À faire:
1 - D'après le texte sur la santé au travail, à quelle fréquence les visites « d'information et de prévention » sont-elles obligatoires dans la plupart des cas ?
2 - Recopiez le passage du texte sur la santé au travail qui commence aux mots « 1. Cette étude » et s'arrête après les mots « et France stratégie. ».

Extrait du texte:
- - - - - - -

Si les membres de l’équipe pluridisciplinaire de santé au travail voient leur rôle renforcé, « ils ne bénéficient pas de la protection qui est celle des médecins, plus difficiles à licencier qu’un salarié “ordinaire”, et seront de fait davantage soumis aux pressions des directions d’entreprise », prévient Bernard Salengro. Par ailleurs, les défenseurs des professionnels de la santé au travail souhaiteraient que les décrets reconnaissent une nécessaire formation diplômante en santé au travail des infirmiers, qui réaliseront la plupart des visites « d’information et de prévention », obligatoires tous les cinq ans dans la plupart des cas, sauf pour les travailleurs handicapés ou de nuit, notamment, et ceux exerçant des métiers dits « à risque ».
Suivi des intérimaires : un texte « bâclé »
Pour la Dre Marie Pascual, de la CFDT, « ce texte réglementaire est bâclé et comporte certaines contradictions, comme, par exemple, sur le suivi médical des intérimaires exposés à des risques. Dans un paragraphe, cette surveillance est confiée au médecin de l’entreprise utilisatrice, mais, dans un autre paragraphe du même texte, il est à la charge du médecin de l’entreprise de travail temporaire ». Le décret, soutient-elle, aurait dû apporter des réponses concrètes et consistantes au difficile suivi des travailleurs précaires. « On en est très loin », regrette-t-elle.
Pour la majorité des organisations syndicales de salariés et des professionnels de la santé au travail, le point le plus contestable de la réforme demeure toutefois les nouvelles modalités de contestation des avis médicaux du médecin du travail (aptitude et inaptitude). Le recours devant le conseil de prud’hommes, qui remplace désormais l’intervention du tandem formé par l’inspecteur du travail et le médecin-inspecteur du travail, apparaît comme un recul considérable. Il est en effet laissé à l’appréciation d’experts judiciaires qui ne connaissent pas le monde du travail et qui n’auront ni les moyens ni la compétence pour évaluer les situations particulières. Une évolution contraire à la politique de maintien dans l’emploi.
Approche individualisée
Myriam El Khomri a, elle, vanté cet article de sa loi, le 23 novembre, lors de son discours d’ouverture de la journée consacrée à la présentation de l’étude prospective « Travailler en bonne santé en 2040 »1. Le texte « permettra un suivi à la fois universel et mieux ciblé », a assuré la ministre du Travail; et donc de passer d’une approche collective de la protection des salariés à une approche individualisée, rendue nécessaire par les évolutions à venir du marché du travail, avec une augmentation du statut d’indépendant mais aussi des contrats courts. Selon l’étude de l’INRS, à l’horizon 2040, les travailleurs connaîtront moins de pénibilité physique du fait de l’accentuation de l’automatisation, qui évitera notamment le port de charges lourdes. En revanche, ils seront davantage exposés aux risques psychosociaux.
1. Cette étude a été réalisée par l’Institut national de recherche et de sécurité (INRS), en partenariat avec l’Agence nationale pour l’amélioration des conditions de travail (Anact), l’Agence nationale de sécurité sanitaire (Anses), l’Aract Rhône-Alpes, la direction de l'Animation de la recherche, des Etudes et des Statistiques (Dares), la direction des Risques professionnels de la Caisse nationale d’assurance maladie et France stratégie.

- - - - - - -

Données présentées:
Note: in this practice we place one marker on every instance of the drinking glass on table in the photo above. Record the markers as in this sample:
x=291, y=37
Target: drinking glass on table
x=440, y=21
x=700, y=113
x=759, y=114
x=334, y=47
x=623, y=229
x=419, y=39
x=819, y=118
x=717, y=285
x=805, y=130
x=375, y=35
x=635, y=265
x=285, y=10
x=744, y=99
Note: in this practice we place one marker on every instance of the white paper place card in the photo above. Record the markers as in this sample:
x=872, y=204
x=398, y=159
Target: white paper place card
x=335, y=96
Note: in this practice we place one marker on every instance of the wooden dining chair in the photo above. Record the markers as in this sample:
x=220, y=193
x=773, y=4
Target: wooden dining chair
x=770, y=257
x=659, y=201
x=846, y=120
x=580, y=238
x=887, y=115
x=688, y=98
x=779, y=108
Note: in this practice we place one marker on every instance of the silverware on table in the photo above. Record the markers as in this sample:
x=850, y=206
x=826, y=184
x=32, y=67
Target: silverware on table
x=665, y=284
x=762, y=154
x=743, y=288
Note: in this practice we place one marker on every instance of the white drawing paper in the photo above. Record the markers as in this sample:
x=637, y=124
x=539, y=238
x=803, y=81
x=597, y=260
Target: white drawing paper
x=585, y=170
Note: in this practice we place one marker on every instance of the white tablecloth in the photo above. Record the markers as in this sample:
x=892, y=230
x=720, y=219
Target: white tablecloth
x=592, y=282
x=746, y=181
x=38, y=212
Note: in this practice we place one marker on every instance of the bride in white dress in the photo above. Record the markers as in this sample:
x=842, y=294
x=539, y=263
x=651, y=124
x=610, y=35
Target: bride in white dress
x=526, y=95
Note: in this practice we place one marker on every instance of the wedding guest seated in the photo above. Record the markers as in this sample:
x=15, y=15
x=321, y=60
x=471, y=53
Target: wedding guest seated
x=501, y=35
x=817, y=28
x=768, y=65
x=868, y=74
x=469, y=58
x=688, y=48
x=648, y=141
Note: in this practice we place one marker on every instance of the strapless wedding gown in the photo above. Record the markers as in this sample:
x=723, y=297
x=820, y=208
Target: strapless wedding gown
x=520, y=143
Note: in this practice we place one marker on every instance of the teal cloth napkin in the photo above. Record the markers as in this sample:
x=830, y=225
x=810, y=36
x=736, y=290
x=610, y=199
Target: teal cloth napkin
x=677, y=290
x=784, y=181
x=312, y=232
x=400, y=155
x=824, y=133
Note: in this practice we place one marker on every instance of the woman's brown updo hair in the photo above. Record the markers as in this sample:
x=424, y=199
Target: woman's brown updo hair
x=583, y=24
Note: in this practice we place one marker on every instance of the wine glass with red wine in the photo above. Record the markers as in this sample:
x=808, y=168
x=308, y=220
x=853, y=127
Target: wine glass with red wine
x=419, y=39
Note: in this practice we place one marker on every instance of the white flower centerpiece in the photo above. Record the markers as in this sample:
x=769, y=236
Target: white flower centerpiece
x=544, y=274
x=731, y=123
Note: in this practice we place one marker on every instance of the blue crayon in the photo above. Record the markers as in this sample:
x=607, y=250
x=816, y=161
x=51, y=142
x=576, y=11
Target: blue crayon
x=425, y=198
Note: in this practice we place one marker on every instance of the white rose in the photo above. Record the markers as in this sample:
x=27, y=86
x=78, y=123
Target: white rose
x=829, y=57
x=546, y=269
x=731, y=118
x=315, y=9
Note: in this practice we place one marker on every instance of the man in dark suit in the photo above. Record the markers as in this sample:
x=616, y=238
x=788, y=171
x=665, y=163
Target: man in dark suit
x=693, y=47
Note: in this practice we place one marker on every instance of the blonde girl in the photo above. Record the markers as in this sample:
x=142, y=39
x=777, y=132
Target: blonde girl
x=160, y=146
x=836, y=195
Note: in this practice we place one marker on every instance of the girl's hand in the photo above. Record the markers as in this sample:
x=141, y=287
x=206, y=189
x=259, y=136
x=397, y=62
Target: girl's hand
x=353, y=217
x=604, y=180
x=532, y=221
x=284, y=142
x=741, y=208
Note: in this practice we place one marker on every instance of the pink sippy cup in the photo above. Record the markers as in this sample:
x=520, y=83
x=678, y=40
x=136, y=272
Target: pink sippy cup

- - - - - - -

Réponses attendues:
1 - Tous les cinq ans.

2 -
1. Cette étude a été réalisée par l’Institut national de recherche et de sécurité (INRS), en partenariat avec l’Agence nationale pour l’amélioration des conditions de travail (Anact), l’Agence nationale de sécurité sanitaire (Anses), l’Aract Rhône-Alpes, la direction de l'Animation de la recherche, des Etudes et des Statistiques (Dares), la direction des Risques professionnels de la Caisse nationale d’assurance maladie et France stratégie.